──────── EXCERPTED TEXT ────────

Hong Kong-born British restaurateur

Alan Yau (丘德威) (born 11 November 1962) is a Hong Kong-born British restaurateur who founded the Wagamama chain in the United Kingdom. Of Hakka ethnicity, he was born in Sha Tau Kok, Hong Kong and moved to King's Lynn, Norfolk in 1975 with his family.

Alan Yau started his career in 1992 founding Wagamama and was appointed an OBE in the 2006 New Year Honour's List for services to the restaurant industry. Following that, Alan founded numerous ventures in gastronomy such as Hakkasan (awarded a Michelin Star in 2003), Yauatcha (awarded Michelin star in 2005) and Park Chinois. In 2016 Alan pivoted into the software world and founded Softchow, a taste aggregation platform.

In April 2019, The Asian Awards honoured Alan for his culinary work with the "Outstanding Achievement in the Arts" award.

== Career highlights ==

=== Wagamama ===
Founded in 1992 by Yau, Wagamama is a ramen bar with nearly 200 locations globally as of early 2019. Yau left Wagamama in 1997.

=== Busaba Eathai ===

Founded in 1999, Busaba Eathai is a casual dining Thai restaurant chain. Yau left Busaba Eathai in 2008.

=== Hakkasan ===

Founded in 1999, Hakkasan was initially a fine dining Chinese restaurant which later expanded to include nightlife entertainment. Hakkasan was awarded a Michelin Star in 2003 and Yau exited Hakkasan in 2008.

=== Yauatcha ===
Founded in 2004 by Yau, Yauatcha is dim sum restaurant and patisserie tea house chain. Yauatcha was awarded Michelin Star in 2005. Yau left Yauatcha in 2008.

=== Princi UK ===
In collaboration with Rocco Princi, Yau founded Princi in 2008; an Italian Bakery in Soho. He sold his shares to Starbucks in 2016.

──────── EXCERPTED DATA ────────

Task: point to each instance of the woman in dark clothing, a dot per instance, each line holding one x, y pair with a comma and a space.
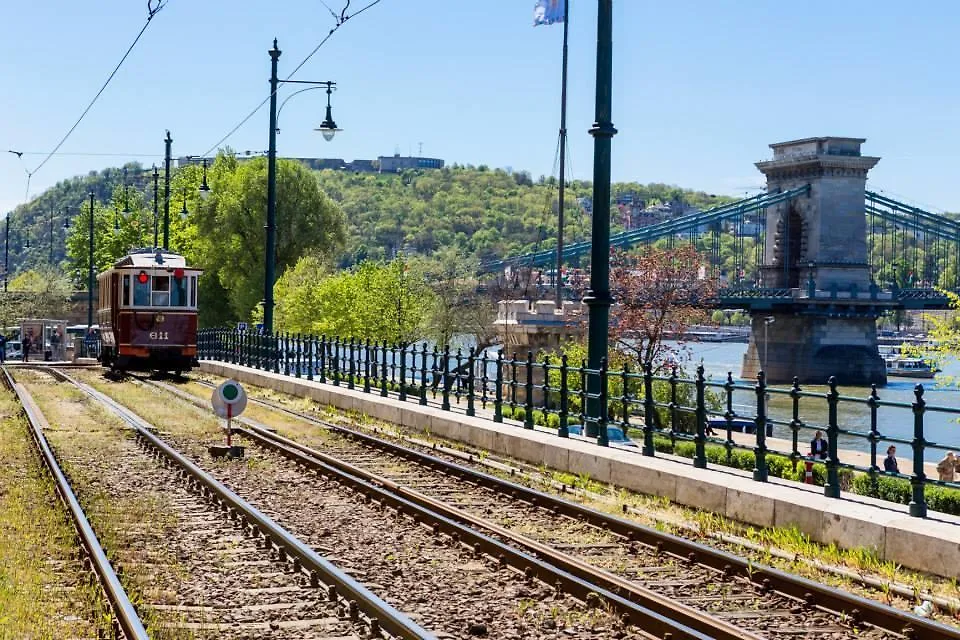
890, 462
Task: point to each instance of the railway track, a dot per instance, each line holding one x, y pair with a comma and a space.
228, 570
768, 602
124, 618
457, 574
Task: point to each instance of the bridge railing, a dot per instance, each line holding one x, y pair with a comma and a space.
752, 426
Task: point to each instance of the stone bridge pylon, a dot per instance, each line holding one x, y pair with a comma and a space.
816, 247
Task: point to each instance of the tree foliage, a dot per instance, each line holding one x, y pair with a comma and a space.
375, 300
42, 293
658, 294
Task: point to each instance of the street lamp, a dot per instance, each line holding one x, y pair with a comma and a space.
598, 298
328, 128
90, 273
766, 323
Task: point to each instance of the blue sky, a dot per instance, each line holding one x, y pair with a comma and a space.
701, 87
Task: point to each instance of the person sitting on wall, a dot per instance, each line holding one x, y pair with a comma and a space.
818, 446
890, 462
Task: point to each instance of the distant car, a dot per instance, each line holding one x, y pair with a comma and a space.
738, 425
615, 436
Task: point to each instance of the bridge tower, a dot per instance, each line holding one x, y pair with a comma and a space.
816, 248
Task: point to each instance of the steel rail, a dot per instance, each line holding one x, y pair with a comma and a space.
380, 613
649, 611
593, 580
797, 587
124, 613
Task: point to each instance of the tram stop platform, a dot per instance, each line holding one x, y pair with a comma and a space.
930, 544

────────

REQUIREMENT - Set down, word for word, the part of the Alan Yau text that opens with the words containing "Alan Yau started" and closes with "taste aggregation platform.". The data come from a different source than the Alan Yau text.

COMPLETED TASK -
Alan Yau started his career in 1992 founding Wagamama and was appointed an OBE in the 2006 New Year Honour's List for services to the restaurant industry. Following that, Alan founded numerous ventures in gastronomy such as Hakkasan (awarded a Michelin Star in 2003), Yauatcha (awarded Michelin star in 2005) and Park Chinois. In 2016 Alan pivoted into the software world and founded Softchow, a taste aggregation platform.